(Beginning of Reading text)

A Review of Doug Tallamy’s Newest Book
by Brian Allen
May 2020

Spring is here and the birds are back. To me, this is the most exciting time of the year, and needed especially now as we all get through this pandemic together. How timely then the arrival of Doug Tallamy’s Nature’s Best Hope, a guidebook for helping us enthusiastically improve our yards—and through that, our nation and world—to keep and make springtime better.

Unfortunately we are a minority, those of us—including most members of Saving Birds Thru Habitat—who have enough care in our hearts to make significant efforts to conserve our world, to protect our environment, and to save our birds. I imagine many of you are like me, carrying around a touch of frustration that we are not doing enough. Our efforts seem diminished by the crushing news of climate change, crashing bird populations, and indifferent politicians.

Doug Tallamy’s first books, including Bringing Nature Home, changed many of our lives. His illustrations of the important pyramid of life connecting native plants to healthy ecosystems and bird populations were a revelation and a significant change in perspective. They have given us what we need—a positive and encouraging outlook.

Nature’s Best Hope is a guide for us on how, despite the overwhelming difficulties and challenges facing us, we can make a difference from our homes throughout the entire world. As in his previous books, Tallamy presents new ideas and novel approaches for solving ecological problems. He points out that there are currently over twenty million acres of lawn in this country—more acreage than all the national parks combined. Although the scenery of our home and lawn probably does not rival that of the national parks, we alone can be the nature stewards of this immense area.

(End of Reading text)

What needs to be done: How would you continue the review of Nature's Best Hope, picking up right after its last sentence?

(Beginning of Extracted entries)

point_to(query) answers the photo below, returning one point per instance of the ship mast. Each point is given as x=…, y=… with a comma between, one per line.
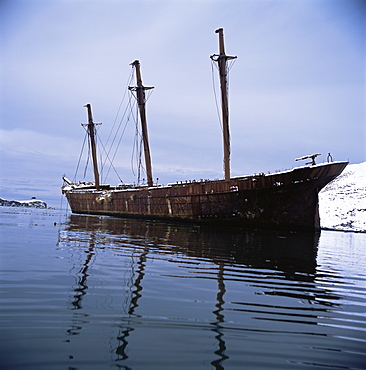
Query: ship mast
x=91, y=132
x=140, y=93
x=222, y=59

(End of Extracted entries)

Reply to the exercise:
The Homegrown National Park concept in this book is an idea that bridges the appeal, carrying it from those of us who care through to those who are indifferent. It is a delight to read his firsthand accounts of neighbors protective and defensive of their sterile acreage of lawn who became avid birders and wildlife watchers once they converted their property into oases for butterflies and birds.

In addition to these conversations, Tallamy includes a fascinating illustration of the history and science showing the rich diversity of life—from the moth that depends on a small leaf pile to survive, to the brilliant Scarlet Tanager gleaning caterpillars from your oak tree. Having these things in your yard depends on your own landscaping decisions.

With a prescient book like this arriving during troubling times, Tallamy has given us a guide for how to love, explore, and care for our land. Even if we just have a small lot, creating our own Homegrown National Park has benefits that—along with the efforts of others—can spread across the country and create that hoped-for improvement in our world.

Brian Allen is one of Michigan’s most accomplished birders and a former member of the Saving Birds Thru Habitat Board of Directors.